***** Selected excerpt

Coronavirus had yet to be declared a global pandemic; seemed scarcely a reason for undue fretting on this continent. But shortly after his return, Anzarouth became severely ill: shivering, bathed in sleep sweats, head throbbing, struggling to breathe.

Last Sunday, Anzarouth took himself to the hospital, examined by fully gowned doctors and a nurse. Within 24 hours, he learned he’d tested positive.

Anzarouth, who’d already been doing his TD Bank job from home, turned to social media on Thursday evening to share his harrowing experience and urging others to take the health risk seriously.

A week ago, his symptoms worsened, as Anzarouth told CP24 in a video interview.

“My head started pounding. I felt as if I was drugged … I wasn’t myself. If we’re operating at 100 per cent, I was at 20 per cent. I was able to sit on my couch and work on my laptop (but) do pretty much nothing else.

“By about 6 p.m., I put on a movie. I’d finished work, and I immediately passed out. When I woke up, I was drenched in a pool of sweat. I was shivering. I was having such intense chills.

“I felt like I was flattened. It was as if a truck had hit me.”

He’s recovering at home.

From Ottawa, Anzarouth’s mother, Sally Hawks, emphasized that her son had taken prudent contact precautions when he left Pearson airport.

“Other than the Uber driver, he had zero contact with anybody. He stayed in his apartment.

“David’s a smart kid. He went on that spring break trip with a group of friends before this all exploded.”

But Hawks has been dismayed by some of the mean comments directed at her son on social media.

“People need to understand that this virus knows no bounds. Anybody can get it. I just heard on the news that the prince of Monaco has just tested positive.”

Yes, the elderly and those with an underlying health problem are most at risk. But, according to the Centers for Disease Control and Prevention, those between the ages of 20 and 44 now account for 20 per cent of U.S. cases that have resulted in hospitalization.

On Friday, the head of the World Health Organization again implored young adults to adhere to social distancing, to cease treating CODIV-19 like an outlier existential threat that will pass them by.

“I have a message for young people: You are not invincible,” said Tedros Adhanom Ghebreyesus.

**********
***** Supplied entries

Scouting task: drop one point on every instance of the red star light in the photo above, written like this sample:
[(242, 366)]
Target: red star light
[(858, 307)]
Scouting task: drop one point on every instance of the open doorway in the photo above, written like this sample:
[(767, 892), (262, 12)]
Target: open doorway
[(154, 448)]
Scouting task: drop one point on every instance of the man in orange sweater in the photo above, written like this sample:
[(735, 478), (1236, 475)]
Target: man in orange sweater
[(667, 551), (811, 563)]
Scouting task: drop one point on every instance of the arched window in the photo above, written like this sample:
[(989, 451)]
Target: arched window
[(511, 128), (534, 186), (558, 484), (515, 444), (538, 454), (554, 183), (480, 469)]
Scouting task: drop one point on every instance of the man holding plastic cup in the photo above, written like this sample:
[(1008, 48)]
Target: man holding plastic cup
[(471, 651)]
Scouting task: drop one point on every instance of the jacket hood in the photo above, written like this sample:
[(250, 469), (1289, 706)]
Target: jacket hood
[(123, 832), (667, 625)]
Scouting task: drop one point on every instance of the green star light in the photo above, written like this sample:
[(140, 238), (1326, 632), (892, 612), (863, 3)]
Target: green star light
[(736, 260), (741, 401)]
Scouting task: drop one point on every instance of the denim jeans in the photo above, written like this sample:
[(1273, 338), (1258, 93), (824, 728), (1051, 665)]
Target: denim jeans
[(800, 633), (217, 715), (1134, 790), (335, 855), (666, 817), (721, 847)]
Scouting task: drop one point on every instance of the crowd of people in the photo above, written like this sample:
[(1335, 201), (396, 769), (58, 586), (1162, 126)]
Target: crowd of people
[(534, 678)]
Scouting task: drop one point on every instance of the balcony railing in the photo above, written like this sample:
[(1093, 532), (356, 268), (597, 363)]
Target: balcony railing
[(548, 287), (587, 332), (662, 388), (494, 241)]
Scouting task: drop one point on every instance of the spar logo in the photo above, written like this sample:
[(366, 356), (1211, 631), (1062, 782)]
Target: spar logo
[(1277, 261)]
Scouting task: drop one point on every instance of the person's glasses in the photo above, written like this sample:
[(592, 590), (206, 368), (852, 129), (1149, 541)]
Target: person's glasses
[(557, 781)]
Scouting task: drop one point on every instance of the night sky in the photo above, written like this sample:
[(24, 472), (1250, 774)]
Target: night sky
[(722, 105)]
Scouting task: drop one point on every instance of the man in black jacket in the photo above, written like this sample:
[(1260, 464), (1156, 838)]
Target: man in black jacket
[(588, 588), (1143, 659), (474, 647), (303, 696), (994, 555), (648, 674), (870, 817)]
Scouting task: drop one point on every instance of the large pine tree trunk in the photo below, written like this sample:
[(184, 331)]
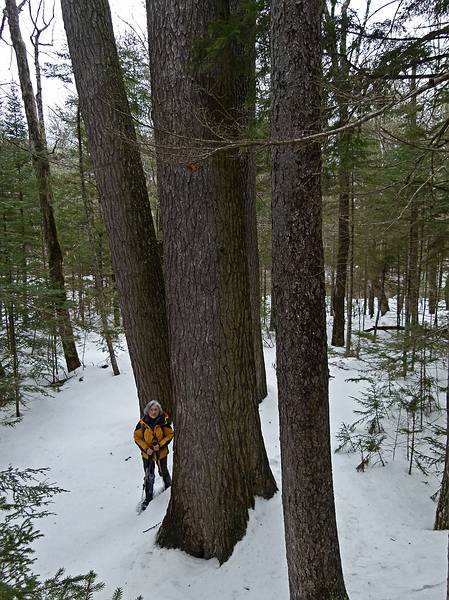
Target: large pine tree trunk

**********

#### Task to complete:
In the article on Anzarouth's illness, what is his mother's name? The rows have nothing to do with the text.

#### Result of the task:
Sally Hawks